SUNREIT: Tourism Sector Navigates Global Headwinds with Ambitious Growth Targets
| Investment Bank | TA SECURITIES |
|---|---|
| TP (Target Price) | RM0.25 (+25.0%) |
| Last Traded | RM0.20 |
| Recommendation |
The Malaysian tourism sector is poised for ambitious growth in 2026, targeting 47 million international arrivals and RM329 billion in tourism receipts under the Visit Malaysia Year 2026 (VMY26) campaign. This initiative aims to solidify tourism’s role as a key economic pillar, building on a strong post-pandemic recovery. However, these targets are set against a backdrop of escalating geopolitical tensions and global economic uncertainties that could challenge the sector’s momentum.
Strong Recovery in 2025
In 2025, Malaysia’s tourism sector demonstrated robust expansion, welcoming 42.2 million foreign visitors, an 11.2% year-on-year increase and 20.4% above pre-pandemic levels from 2019. This recovery was largely fueled by resilient regional travel demand, particularly from Singapore, China, Indonesia, India, and Thailand, coupled with improved airline connectivity and visa facilitation efforts. Domestic tourism also showed significant strength, with 216 million visitors recorded in the first nine months of 2025, contributing RM88.4 billion in spending, a 13.7% year-on-year rise. The continued dominance of land-based travel, especially from neighbouring countries, provides a structural buffer against aviation disruptions.
----------
• **REQUIREMENT 1**:
Please write out the SUNREIT tourism note word for word from "Strong Recovery in" to "against aviation disruptions.".
• **REQUIREMENT 2**:
Pick up the SUNREIT tourism note after its final sentence and carry it on.
----------
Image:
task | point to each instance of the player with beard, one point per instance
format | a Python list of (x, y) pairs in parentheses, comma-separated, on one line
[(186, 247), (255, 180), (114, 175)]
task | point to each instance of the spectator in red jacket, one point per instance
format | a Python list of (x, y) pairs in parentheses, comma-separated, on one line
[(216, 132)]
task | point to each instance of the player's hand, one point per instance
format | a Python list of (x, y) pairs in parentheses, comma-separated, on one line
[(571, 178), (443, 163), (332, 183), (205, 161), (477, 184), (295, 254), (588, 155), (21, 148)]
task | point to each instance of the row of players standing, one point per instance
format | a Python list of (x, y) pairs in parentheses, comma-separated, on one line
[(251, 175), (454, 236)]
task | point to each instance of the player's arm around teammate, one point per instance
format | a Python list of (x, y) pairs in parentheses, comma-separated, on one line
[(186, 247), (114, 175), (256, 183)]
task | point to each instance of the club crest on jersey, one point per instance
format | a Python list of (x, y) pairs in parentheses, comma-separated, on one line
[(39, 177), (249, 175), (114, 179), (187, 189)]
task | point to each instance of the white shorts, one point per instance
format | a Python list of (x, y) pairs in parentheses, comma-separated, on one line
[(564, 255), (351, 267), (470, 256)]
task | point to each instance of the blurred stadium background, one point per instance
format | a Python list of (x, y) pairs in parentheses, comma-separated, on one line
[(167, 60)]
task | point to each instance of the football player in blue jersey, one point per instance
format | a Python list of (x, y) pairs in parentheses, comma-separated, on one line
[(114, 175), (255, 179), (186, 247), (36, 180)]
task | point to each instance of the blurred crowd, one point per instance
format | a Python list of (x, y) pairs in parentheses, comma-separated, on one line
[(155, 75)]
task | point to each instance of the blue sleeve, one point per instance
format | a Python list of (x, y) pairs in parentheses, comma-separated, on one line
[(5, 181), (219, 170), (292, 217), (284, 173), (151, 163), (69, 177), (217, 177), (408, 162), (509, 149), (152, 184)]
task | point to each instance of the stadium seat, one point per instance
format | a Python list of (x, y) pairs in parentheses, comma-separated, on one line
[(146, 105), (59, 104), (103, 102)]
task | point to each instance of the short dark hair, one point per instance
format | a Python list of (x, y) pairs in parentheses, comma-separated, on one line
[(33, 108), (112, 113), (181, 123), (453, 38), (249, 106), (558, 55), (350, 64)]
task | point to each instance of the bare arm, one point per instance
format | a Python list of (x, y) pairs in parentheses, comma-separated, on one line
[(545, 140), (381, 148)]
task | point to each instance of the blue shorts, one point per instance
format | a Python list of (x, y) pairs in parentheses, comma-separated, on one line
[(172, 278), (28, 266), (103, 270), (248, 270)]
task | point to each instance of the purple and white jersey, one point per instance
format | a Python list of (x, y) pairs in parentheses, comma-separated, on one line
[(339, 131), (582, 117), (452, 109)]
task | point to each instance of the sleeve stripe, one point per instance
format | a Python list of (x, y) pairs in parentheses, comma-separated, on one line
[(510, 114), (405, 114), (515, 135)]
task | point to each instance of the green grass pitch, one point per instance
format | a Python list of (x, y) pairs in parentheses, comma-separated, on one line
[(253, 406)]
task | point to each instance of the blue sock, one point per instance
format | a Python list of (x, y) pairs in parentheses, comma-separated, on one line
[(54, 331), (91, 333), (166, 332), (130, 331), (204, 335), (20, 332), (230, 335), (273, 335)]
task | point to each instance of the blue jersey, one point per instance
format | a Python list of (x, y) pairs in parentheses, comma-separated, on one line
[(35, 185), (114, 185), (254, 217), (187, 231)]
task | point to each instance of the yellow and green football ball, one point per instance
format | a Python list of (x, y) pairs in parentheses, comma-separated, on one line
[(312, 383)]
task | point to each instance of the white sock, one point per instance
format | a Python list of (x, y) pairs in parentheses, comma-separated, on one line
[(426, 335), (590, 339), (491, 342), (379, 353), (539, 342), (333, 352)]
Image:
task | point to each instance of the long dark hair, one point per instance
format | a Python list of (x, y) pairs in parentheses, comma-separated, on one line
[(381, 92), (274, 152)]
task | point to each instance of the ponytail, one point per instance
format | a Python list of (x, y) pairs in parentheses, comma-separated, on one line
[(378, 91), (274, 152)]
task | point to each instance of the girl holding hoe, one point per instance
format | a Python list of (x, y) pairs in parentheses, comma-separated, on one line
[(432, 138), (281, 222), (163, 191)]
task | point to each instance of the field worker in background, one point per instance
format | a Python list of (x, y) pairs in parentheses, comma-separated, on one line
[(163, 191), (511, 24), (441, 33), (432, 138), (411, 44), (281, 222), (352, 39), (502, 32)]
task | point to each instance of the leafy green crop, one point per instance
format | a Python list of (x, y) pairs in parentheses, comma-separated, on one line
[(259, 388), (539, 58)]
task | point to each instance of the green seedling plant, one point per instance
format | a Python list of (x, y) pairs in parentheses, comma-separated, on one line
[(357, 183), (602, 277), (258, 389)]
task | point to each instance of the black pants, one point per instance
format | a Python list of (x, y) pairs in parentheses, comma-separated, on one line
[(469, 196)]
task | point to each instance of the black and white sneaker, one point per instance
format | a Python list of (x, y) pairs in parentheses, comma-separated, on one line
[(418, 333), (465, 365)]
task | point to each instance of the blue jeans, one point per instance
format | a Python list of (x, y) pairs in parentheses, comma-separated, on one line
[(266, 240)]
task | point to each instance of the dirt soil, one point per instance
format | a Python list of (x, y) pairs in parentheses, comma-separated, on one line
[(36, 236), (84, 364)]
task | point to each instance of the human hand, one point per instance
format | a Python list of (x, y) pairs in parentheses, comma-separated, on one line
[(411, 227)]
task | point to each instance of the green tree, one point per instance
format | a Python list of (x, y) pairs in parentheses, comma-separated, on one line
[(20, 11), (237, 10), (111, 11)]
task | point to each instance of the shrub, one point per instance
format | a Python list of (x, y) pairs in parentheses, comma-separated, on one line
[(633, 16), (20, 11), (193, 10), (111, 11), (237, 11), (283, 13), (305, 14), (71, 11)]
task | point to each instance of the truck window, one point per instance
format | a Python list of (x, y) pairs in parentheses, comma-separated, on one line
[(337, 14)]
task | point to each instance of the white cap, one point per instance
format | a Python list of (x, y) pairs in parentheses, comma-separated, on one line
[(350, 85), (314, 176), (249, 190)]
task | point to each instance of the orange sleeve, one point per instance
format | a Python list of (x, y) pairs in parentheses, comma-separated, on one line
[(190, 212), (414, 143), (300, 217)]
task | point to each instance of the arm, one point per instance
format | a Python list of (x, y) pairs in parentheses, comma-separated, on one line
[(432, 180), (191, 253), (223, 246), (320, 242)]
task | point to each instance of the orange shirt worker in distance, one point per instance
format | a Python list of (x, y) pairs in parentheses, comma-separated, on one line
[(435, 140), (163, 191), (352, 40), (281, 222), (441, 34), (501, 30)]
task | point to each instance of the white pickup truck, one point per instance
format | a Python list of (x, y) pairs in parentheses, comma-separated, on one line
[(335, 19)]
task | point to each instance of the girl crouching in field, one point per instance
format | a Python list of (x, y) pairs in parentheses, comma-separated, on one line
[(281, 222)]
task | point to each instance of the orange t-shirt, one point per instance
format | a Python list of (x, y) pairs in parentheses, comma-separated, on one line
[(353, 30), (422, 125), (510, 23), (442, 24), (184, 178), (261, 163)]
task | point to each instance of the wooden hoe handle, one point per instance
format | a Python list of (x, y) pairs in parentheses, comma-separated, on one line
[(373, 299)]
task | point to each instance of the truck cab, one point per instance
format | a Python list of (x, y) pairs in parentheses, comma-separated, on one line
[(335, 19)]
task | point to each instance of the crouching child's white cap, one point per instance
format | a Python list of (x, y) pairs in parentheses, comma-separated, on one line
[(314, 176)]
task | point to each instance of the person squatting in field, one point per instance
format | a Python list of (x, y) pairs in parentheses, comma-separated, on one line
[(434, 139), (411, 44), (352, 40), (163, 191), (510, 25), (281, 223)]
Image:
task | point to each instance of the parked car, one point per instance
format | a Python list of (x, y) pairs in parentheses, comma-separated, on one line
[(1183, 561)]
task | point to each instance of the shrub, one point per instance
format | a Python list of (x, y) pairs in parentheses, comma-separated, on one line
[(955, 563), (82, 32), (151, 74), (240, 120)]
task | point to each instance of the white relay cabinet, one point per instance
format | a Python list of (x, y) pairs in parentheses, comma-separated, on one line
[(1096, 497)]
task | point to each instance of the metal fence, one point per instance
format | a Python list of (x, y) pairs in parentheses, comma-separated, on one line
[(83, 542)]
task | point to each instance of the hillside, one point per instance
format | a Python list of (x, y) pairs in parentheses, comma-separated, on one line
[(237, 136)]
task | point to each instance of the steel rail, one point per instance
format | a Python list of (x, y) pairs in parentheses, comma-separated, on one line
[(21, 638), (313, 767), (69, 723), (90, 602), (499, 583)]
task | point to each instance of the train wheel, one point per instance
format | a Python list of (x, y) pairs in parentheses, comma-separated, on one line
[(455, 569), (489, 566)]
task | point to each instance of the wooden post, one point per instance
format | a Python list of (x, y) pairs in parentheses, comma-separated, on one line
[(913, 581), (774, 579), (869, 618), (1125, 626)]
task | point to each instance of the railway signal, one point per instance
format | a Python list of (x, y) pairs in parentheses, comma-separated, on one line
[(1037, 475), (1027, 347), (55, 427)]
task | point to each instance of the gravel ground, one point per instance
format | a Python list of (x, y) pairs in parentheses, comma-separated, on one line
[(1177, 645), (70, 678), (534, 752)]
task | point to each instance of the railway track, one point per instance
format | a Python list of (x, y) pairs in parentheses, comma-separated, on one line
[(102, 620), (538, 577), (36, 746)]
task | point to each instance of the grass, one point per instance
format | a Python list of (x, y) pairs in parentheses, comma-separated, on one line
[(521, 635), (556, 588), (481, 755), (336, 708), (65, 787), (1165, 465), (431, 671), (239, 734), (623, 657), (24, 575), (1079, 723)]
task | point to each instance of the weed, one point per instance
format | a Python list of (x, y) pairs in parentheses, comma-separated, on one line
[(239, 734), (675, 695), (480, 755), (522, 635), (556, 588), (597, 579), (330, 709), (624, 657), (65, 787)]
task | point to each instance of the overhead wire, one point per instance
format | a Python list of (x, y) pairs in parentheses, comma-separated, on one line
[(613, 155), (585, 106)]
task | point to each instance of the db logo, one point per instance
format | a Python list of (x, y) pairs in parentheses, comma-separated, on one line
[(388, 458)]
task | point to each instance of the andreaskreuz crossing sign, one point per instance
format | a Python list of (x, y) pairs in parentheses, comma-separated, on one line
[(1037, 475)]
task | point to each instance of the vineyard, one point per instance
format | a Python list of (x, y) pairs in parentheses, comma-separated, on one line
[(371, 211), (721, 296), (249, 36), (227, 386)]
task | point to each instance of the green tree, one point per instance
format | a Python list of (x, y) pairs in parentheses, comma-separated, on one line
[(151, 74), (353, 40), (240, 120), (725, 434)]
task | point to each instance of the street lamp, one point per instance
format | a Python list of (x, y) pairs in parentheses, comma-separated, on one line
----------
• **EXERCISE RESULT 1**:
Strong Recovery in 2025
In 2025, Malaysia’s tourism sector demonstrated robust expansion, welcoming 42.2 million foreign visitors, an 11.2% year-on-year increase and 20.4% above pre-pandemic levels from 2019. This recovery was largely fueled by resilient regional travel demand, particularly from Singapore, China, Indonesia, India, and Thailand, coupled with improved airline connectivity and visa facilitation efforts. Domestic tourism also showed significant strength, with 216 million visitors recorded in the first nine months of 2025, contributing RM88.4 billion in spending, a 13.7% year-on-year rise. The continued dominance of land-based travel, especially from neighbouring countries, provides a structural buffer against aviation disruptions.

• **EXERCISE RESULT 2**:
Geopolitical Headwinds and Inflationary Pressures
Despite the positive trajectory, the sector faces considerable headwinds. The recent escalation of geopolitical tensions in the Middle East has introduced volatility to global travel flows, potentially leading to higher airfares and disruptions to long-haul routes. While direct impact from Middle Eastern visitors (accounting for only 0.4% of total arrivals) is limited, indirect spillovers from high-spending long-haul markets that transit through Middle Eastern hubs could dampen growth. Furthermore, inflationary pressures and weakening global consumer sentiment risk constraining discretionary spending, particularly for long-haul leisure travel.
Outlook and Strategic Resilience
Considering these external factors, the VMY26 target of 47 million international visitors appears ambitious. A downside scenario projects arrivals between 44-45 million, or even 42-43 million under a more adverse environment. Nevertheless, the government is adopting adaptive strategies, prioritising resilient regional markets and strengthening contingency planning. Domestic tourism is expected to continue acting as a stabilising force, with targets of 280 million domestic visitors in 2025 and 302 million in 2026. The sector’s contribution to GDP is projected to exceed 16% by 2026, though slower growth in Gross Value Added (GVA) could moderate this to around 15.9%. Strategic flexibility, diversified connectivity, and market rebalancing are key to sustaining tourism-led momentum amidst global volatility.
Investment Implications
From an investment perspective, the VMY26 campaign is expected to provide a supportive backdrop for tourism-linked real estate assets, including retail REITs, hotel operators, and developers with recurring income exposure. Malls in key tourism corridors like Pavilion Kuala Lumpur, Suria KLCC, and Sunway Pyramid are anticipated to benefit from stronger visitor flows and increased tenant sales. Hospitality assets are also highly sensitive to tourism demand, with improved occupancy and room rates potentially translating into stronger earnings growth for hotel owners. The sector’s resilience and strategic adaptations underscore its long-term potential, despite near-term global uncertainties.